■ **PROBLEM REQUIREMENTS**
Output every line below as it stands, dropping only the images.
------------------------------
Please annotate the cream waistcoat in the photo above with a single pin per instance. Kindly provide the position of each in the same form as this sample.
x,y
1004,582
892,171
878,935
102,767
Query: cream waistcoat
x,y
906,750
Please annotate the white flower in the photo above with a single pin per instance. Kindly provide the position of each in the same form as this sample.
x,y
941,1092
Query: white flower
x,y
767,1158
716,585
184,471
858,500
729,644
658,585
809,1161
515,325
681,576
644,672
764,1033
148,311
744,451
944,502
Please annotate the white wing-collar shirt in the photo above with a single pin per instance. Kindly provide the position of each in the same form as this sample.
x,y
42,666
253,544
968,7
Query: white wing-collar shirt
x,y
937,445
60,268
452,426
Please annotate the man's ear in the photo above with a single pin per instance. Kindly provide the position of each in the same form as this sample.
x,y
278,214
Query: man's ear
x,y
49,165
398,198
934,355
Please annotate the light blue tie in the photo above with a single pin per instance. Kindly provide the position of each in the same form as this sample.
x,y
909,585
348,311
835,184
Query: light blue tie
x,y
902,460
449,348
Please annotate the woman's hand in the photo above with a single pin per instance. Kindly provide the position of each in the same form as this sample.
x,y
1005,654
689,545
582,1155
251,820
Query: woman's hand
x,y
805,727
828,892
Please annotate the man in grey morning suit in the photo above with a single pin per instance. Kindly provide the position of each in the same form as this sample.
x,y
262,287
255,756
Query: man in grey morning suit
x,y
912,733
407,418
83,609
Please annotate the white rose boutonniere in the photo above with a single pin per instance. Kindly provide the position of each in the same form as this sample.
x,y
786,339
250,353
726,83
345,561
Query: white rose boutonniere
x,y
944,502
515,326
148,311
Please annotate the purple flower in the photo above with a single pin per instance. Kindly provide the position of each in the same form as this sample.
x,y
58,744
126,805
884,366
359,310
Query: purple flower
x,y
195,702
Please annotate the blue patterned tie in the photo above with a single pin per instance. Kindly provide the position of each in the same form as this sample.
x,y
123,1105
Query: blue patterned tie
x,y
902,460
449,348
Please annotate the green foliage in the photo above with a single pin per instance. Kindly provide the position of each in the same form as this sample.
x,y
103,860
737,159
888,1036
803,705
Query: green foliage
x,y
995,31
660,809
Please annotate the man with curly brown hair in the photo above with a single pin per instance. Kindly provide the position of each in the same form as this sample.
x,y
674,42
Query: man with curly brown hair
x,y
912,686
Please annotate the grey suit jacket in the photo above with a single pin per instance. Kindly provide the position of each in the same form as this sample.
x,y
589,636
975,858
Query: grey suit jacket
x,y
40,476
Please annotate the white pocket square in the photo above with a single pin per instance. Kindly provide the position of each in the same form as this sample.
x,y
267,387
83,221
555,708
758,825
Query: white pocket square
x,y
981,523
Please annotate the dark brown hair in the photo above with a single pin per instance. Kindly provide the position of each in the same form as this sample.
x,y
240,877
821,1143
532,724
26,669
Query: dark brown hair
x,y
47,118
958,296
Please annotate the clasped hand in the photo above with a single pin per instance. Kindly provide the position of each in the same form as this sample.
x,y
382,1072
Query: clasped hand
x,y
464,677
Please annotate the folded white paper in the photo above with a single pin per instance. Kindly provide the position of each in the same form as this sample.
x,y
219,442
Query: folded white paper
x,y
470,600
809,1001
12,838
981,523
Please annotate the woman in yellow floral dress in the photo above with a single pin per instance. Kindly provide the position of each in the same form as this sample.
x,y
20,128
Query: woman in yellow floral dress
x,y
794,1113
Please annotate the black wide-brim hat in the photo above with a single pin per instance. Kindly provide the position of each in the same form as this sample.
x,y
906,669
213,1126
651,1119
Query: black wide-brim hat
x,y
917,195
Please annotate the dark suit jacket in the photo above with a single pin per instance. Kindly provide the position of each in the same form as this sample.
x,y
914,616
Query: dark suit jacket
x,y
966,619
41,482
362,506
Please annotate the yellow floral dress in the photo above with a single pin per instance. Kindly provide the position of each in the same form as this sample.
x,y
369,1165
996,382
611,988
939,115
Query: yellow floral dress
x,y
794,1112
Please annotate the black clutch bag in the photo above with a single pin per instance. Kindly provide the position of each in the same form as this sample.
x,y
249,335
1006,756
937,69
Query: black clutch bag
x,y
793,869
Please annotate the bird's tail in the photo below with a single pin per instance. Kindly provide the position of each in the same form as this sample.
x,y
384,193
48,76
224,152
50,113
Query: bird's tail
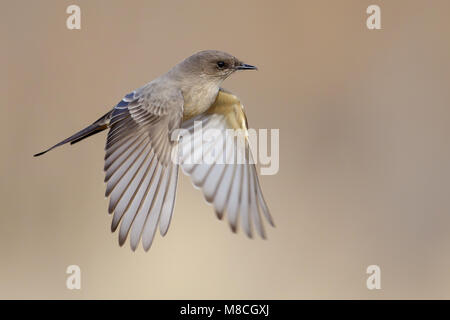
x,y
98,126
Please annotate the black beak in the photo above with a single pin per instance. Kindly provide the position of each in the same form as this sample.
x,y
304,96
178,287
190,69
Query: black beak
x,y
244,66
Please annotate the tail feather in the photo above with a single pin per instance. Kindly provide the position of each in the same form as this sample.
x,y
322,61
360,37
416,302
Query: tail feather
x,y
98,126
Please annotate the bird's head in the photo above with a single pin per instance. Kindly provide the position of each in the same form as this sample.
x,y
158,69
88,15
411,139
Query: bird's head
x,y
214,64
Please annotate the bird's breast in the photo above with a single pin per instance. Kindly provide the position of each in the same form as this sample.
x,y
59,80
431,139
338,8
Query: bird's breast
x,y
198,99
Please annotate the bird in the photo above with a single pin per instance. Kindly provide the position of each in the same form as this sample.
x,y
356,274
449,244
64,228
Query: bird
x,y
140,172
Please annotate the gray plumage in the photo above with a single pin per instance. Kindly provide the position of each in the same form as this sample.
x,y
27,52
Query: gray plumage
x,y
141,177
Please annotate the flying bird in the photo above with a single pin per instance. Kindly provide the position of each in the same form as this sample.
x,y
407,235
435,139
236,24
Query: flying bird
x,y
140,172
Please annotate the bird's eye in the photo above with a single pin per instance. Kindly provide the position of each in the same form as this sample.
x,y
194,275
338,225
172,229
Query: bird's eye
x,y
221,64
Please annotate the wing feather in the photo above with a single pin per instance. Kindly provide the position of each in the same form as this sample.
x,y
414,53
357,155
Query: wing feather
x,y
230,182
141,178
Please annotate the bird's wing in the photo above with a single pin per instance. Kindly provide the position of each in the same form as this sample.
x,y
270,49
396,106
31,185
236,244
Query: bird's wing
x,y
140,174
223,167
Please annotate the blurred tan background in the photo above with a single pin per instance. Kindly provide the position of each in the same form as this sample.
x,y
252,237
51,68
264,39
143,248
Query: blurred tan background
x,y
365,149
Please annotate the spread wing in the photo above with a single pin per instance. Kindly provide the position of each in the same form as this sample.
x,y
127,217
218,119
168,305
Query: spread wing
x,y
141,178
223,167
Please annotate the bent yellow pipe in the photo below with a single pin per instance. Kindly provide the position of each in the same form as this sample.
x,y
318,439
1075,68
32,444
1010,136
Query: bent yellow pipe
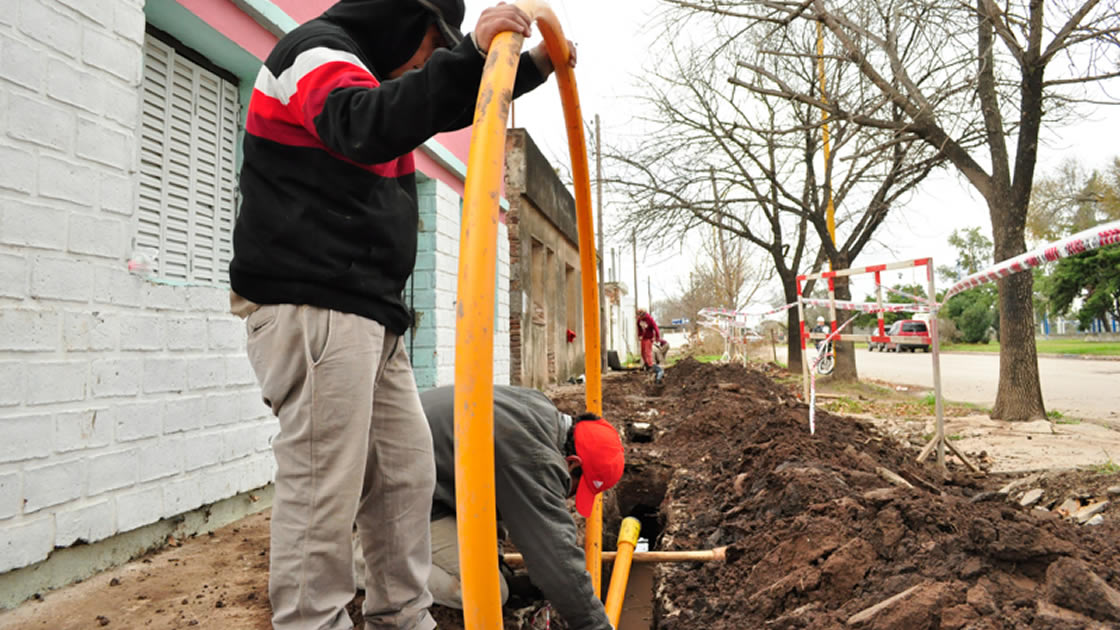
------------------------------
■ **REPLY TO THE TASK**
Please annotate the cream waistcoat in the photo above with a single pin per instance. Kindly provide the position of each in the same form as this sample.
x,y
1004,582
892,171
878,935
102,767
Query: cream waistcoat
x,y
906,750
Please annotate the white flower in the photo above with a single pin per instance. Kindly provide the position of each in the same form as this sample.
x,y
941,1092
Query: white flower
x,y
767,1158
716,585
184,471
858,500
729,644
658,585
809,1161
515,325
681,576
644,672
764,1033
148,311
744,451
944,502
Please annotate the white wing-collar shirt in the photo above with a single pin per instance. Kindly provide the position of each in the same form as this sample.
x,y
42,666
253,544
968,7
Query: white wing-collar shirt
x,y
937,445
60,268
452,426
Please annotate the man's ear in the photo above with a single pin per instance. Kindly provide the position of each in the same form as this sample.
x,y
278,214
Query: man's ear
x,y
49,165
398,198
934,355
Please annotate the light blue tie in the photo above with a single pin per instance. Kindly provide the position of each in the same form as this sample.
x,y
909,585
348,311
835,184
Query: light blue tie
x,y
902,460
449,348
Please annotate the woman's hand in the photo above with a single pin per instance. Kindly provide the position of each in the same form as this sample.
x,y
1005,654
689,545
582,1155
251,820
Query: woman's hand
x,y
805,727
828,892
Please annotate the man in grey morning suit in the photo above with a single pin per instance. Kindly provide the position of each in the same form as this sample.
x,y
262,287
255,756
Query: man in grey morning suit
x,y
912,733
407,418
83,609
Please annotate the white rose boutonniere in the photo above with a single pin per instance. Kindly provide the position of each in the same form as this sample.
x,y
786,339
250,353
726,83
345,561
Query: white rose boutonniere
x,y
944,502
515,326
148,311
Please annotate the purple flower in the photo above with a single pin per instance. Kindly provide the position of each in the same form as this sample.
x,y
58,744
126,805
884,366
359,310
Query: purple flower
x,y
195,702
Please annotate the blue patterned tie in the photo above with a single pin per instance. Kindly provide the position of each in the same form as this sample.
x,y
123,1105
Query: blue patterned tie
x,y
902,460
449,348
Please annotate the green foliage in the photo above with a single pin per instance. Kindly provide the position of each in the same form as this sample.
x,y
103,860
737,159
888,1036
803,705
Query: green foliage
x,y
995,31
660,809
Please annotate the man with curly brown hair in the photo above with a single pin per instance. Kindly provide the position of each in the same form as this sample.
x,y
674,42
Query: man with curly brown hair
x,y
912,686
Please annotate the grey suit jacket in the photo above with a single pin per instance. Kindly provide the position of each in the same form as this sample.
x,y
589,636
975,858
Query: grey suit jacket
x,y
40,476
Please annotate the white pocket square in the photo above with a single pin per instance. Kindly provide the position of each in the same form as this sample.
x,y
267,387
83,221
555,708
758,825
Query: white pocket square
x,y
981,523
Please annotate the dark brown hair in the photo above with a single pin per instance. Kindly provide the position of each in the same form as this sample.
x,y
240,877
821,1143
532,724
26,669
Query: dark brown hair
x,y
47,118
958,296
Please annotate the clasped hand in the photo above with a single pin per instance. Kindly provide the position of each in the same form as this sample.
x,y
382,1072
Query: clasped hand
x,y
464,677
Please annotate the folded white paper in the photo above with a single pin per instance. Kindly provide the position of each in the same form as this sample.
x,y
219,442
Query: folded white paper
x,y
470,600
809,1001
12,838
981,523
Please annotate the woman in yellow floral dress in the photo above with a single pin per instance. Kindly provide the position of each in the same form as this sample.
x,y
20,128
Query: woman in yellow floral dress
x,y
794,1113
Please annotate the black wide-brim hat in the photo above with a single pin per instance. Kindly provide the position of each in the same form as this sample.
x,y
906,669
213,1126
651,1119
Query: black wide-brim hat
x,y
917,195
Please annotate the dark suit jacket in the photo above with a single pin per instance. Kindly provide the position of each in the same form as this sample.
x,y
914,616
Query: dark suit jacket
x,y
966,619
41,482
362,506
Please annotate the yellow floral dress in the photo above with a single pin per instance. Kindly provide the position of each in the same form as this sample.
x,y
369,1165
996,382
611,988
939,115
Query: yellow floral dress
x,y
794,1112
Please annotate the black clutch bag in the photo above with a single pin per instance. Kindly provide the position of each in the same form as this sample.
x,y
249,335
1006,756
937,69
Query: black clutch bag
x,y
793,869
Please annotate the bird's tail in the photo below with a single pin per instance. Kindly provide the position of each in the same form as this sample.
x,y
384,193
48,76
224,152
50,113
Query: bird's tail
x,y
98,126
Please annotate the black beak in the photo above with a single pin per instance. Kindly provide the position of each in the same form as this sample.
x,y
304,96
178,287
190,69
Query: black beak
x,y
244,66
Please annotate the tail feather in the photo above with a single pin per instance. Kindly provide the position of each in the same form as this sample.
x,y
322,61
360,37
416,302
Query: tail feather
x,y
98,126
Please annotate the bird's head in the photo above with a single pin per instance. Kindly provide the position of each in the same form as this sample.
x,y
158,69
88,15
411,139
Query: bird's head
x,y
214,64
Please annotate the bird's breast in the photo above with a single pin per instance. Kindly provide the position of each in the same form as this sample.
x,y
59,80
431,139
338,8
Query: bird's breast
x,y
198,99
Please annotate the bird in the photo above with a single pin per instance. Kindly provide the position of each in the same form as this sample.
x,y
356,274
449,244
64,228
Query: bird
x,y
140,172
Please annotate the gray plumage in the photo above with a single pin per instance. Kindly provide the position of each in the same form as this sample.
x,y
27,52
Query: gray plumage
x,y
141,177
Please annotate the flying bird in the photo above with a single pin per instance. Kindly provide the position of each in the same form as this sample.
x,y
407,235
435,139
236,24
Query: flying bird
x,y
140,172
Please annotate the bird's eye in the photo above with a single pin per instance. Kindly provide the position of each in the same form as this sample.
x,y
194,275
338,225
172,229
Query: bird's eye
x,y
221,64
Please annotate the wing feather in the photo above with a single pin per instance. Kindly provide the position of each in the same form as this sample.
x,y
414,53
357,155
Query: wing feather
x,y
230,182
141,178
Please annotate the bird's wing in the photo above with a single pin per instance. Kindly provide the position of each in the same form as this sample.
x,y
270,49
396,106
31,185
236,244
Query: bird's wing
x,y
140,174
223,167
Please annotate the blurred tan background in the photo above with a single pin per instance. Kindly provide the position of each in the same form as this sample.
x,y
252,237
51,68
264,39
143,248
Query: blurred tan background
x,y
365,149
Please annotate the spread wing in the photo above with a single pin per instance. Kindly provide the position of each in the same form as this sample.
x,y
127,217
218,119
168,305
Query: spread wing
x,y
141,178
223,167
Please annotate the bent yellow pipe in the photo below with a single pin per instance. Kindly provide the position of each in the same form as this sample.
x,y
318,439
1075,68
32,444
1010,136
Query: bent yellow pipe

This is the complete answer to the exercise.